# Objective
Each of the entries should be retyped precisely as it appears.
::: Data for processing
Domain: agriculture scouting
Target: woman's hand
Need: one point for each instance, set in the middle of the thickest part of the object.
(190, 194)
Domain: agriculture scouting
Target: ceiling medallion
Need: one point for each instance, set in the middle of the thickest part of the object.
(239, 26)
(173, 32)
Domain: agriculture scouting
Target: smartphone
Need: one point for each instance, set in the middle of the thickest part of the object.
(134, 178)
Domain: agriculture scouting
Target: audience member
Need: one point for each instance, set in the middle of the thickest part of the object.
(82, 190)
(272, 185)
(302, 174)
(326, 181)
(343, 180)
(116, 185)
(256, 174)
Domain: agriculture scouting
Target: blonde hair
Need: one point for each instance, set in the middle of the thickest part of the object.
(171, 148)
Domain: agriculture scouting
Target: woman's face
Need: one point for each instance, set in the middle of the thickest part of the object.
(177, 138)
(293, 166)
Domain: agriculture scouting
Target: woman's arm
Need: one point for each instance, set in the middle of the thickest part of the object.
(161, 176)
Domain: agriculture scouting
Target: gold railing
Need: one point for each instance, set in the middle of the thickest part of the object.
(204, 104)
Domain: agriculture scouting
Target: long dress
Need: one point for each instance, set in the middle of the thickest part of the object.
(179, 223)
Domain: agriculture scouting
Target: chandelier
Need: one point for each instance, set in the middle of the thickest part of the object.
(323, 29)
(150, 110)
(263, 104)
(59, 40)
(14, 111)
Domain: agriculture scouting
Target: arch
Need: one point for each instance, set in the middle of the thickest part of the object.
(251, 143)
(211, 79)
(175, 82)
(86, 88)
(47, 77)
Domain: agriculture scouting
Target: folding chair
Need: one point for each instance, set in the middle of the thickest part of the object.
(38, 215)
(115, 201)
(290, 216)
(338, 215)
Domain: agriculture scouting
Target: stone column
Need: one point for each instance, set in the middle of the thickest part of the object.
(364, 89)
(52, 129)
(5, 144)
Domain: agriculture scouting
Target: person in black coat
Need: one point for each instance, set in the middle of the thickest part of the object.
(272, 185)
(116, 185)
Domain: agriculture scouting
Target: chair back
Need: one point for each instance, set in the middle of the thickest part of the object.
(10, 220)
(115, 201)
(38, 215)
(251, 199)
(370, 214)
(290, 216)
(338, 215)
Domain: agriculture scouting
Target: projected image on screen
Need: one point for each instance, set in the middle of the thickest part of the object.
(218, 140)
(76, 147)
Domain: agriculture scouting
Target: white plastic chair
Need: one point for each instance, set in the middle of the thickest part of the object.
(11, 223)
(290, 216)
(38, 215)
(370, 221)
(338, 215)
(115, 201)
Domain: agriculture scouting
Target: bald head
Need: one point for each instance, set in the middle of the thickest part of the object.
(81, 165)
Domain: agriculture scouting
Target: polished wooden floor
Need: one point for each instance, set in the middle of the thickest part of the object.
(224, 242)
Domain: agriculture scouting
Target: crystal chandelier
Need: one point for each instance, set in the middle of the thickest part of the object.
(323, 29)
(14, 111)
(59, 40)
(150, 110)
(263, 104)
::::::
# Response
Domain: agriculture scouting
Target: woman's hand
Need: one point for each instance, set in the middle of the thickest part of the object.
(190, 194)
Domain: agriculture scouting
Target: ceiling medallion
Need: one point for each instance, set in the middle of the thickest part of the object.
(239, 26)
(173, 32)
Domain: agriculture scouting
Target: smartphone
Need: one point for each instance, set in the middle of the thickest part of the object.
(134, 178)
Domain: agriculture scouting
Target: audience member
Need: one point for each instance, set in the middle of the thickest part of the object.
(82, 190)
(272, 185)
(302, 174)
(326, 181)
(343, 180)
(116, 185)
(256, 174)
Domain: agriculture scouting
Target: blonde hair
Need: one point for each instance, set in the middle of the thickest part of the object.
(171, 148)
Domain: agriculture scouting
Target: woman's face
Need: one point for each instance, set in the middle of the thickest part of the object.
(177, 138)
(293, 166)
Domain: agriculture scouting
Target: woman's arm
Need: one point for each instance, set in the middle of the thickest part of the object.
(161, 176)
Domain: agriculture scouting
Target: gold railing
Need: one point for each instance, set in the middle of the thickest part of the object.
(204, 104)
Domain: agriculture scouting
Target: long dress
Need: one point for each instance, set in the middle of the thickest part of the object.
(179, 223)
Domain: agriculture scouting
Target: chandelier
Need: one point for each instance, set in the middle of the thickest part of the object.
(323, 29)
(150, 110)
(263, 104)
(59, 40)
(14, 111)
Domain: agriculture scouting
Target: arch
Need: one point for each instance, set in the middle of the thickest part of the object.
(251, 143)
(211, 79)
(175, 82)
(86, 88)
(47, 77)
Domain: agriculture scouting
Target: folding chair
Need: one point for each instance, set in the middle of the thickest part of the object.
(38, 215)
(115, 201)
(290, 216)
(338, 215)
Domain: agriculture scouting
Target: stone column
Need: one point for each instance, set in the middle of the thickest part of the object.
(364, 89)
(52, 129)
(5, 144)
Domain: agriculture scouting
Target: person in black coat
Need: one point for each instance, set in the middle of the thickest part of the object.
(272, 185)
(116, 185)
Domain: agriculture scouting
Target: chair back
Need: one point for each instance, set in the middle of the thickest part of the object.
(10, 220)
(115, 201)
(38, 215)
(251, 199)
(370, 214)
(290, 216)
(338, 215)
Domain: agriculture scouting
Target: projected image on screen
Need: one point for each instance, set in the middle of the thickest part of the object.
(218, 140)
(76, 147)
Domain: agriculture scouting
Target: white plastic chair
Need: one point for each instance, set in the middle of the thickest part of the object.
(11, 223)
(290, 216)
(38, 215)
(370, 221)
(338, 215)
(115, 201)
Domain: agriculture scouting
Target: bald head
Need: one point for each instance, set in the middle of the thickest part of the object.
(81, 165)
Domain: agriculture scouting
Target: polished wooden floor
Need: one point for each instance, set in the middle of the thickest part of the object.
(224, 242)
Domain: agriculture scouting
Target: crystal chandelier
Need: one point for each instance, set in the middle of the thickest part of the object.
(323, 29)
(14, 111)
(59, 40)
(150, 110)
(263, 104)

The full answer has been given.